** Exercise objective **
Rescale the records from the line with "Please identify the heron's head" up to and including the last line of the records, and give only those lines again, requests included. Multiply every pixel coordinate in the answers by 0.5 and round to whole numbers, with halves rounded up.

━━━━━ Data rows

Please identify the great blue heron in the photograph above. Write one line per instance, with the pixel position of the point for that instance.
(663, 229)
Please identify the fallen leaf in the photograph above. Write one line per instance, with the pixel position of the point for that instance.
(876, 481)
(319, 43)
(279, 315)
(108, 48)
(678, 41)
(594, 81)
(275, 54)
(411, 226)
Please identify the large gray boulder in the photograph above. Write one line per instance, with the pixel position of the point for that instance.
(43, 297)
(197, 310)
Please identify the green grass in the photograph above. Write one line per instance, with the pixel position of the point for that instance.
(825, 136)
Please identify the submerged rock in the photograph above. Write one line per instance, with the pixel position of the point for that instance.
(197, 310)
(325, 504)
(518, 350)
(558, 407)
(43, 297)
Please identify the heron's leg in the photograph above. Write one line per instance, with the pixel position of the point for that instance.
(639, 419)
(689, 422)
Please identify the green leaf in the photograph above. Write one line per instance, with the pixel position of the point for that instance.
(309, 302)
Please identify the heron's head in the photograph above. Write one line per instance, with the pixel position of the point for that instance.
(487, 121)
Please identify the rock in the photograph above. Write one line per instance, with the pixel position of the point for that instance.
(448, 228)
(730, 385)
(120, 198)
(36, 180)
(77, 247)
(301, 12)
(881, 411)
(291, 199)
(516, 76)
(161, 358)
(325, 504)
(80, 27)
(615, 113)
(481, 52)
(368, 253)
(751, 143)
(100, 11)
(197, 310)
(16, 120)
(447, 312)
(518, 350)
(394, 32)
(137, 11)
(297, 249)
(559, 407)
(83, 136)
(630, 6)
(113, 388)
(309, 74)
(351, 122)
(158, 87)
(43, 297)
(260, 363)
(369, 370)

━━━━━━━━━━

** Response to this task **
Please identify the heron's head in the photograph above. Write one line per instance, with the pixel position of the point for that instance.
(244, 61)
Please identify the rock in the photograph above. Write one line per instance, with the pixel position of the point for that instance.
(224, 114)
(365, 193)
(60, 99)
(18, 90)
(39, 124)
(151, 6)
(441, 206)
(146, 100)
(258, 38)
(81, 179)
(163, 252)
(40, 14)
(308, 57)
(241, 26)
(184, 127)
(376, 72)
(50, 6)
(99, 155)
(8, 60)
(224, 156)
(259, 175)
(197, 16)
(69, 6)
(149, 125)
(280, 204)
(42, 68)
(315, 3)
(57, 194)
(155, 37)
(176, 61)
(79, 44)
(22, 149)
(130, 182)
(185, 185)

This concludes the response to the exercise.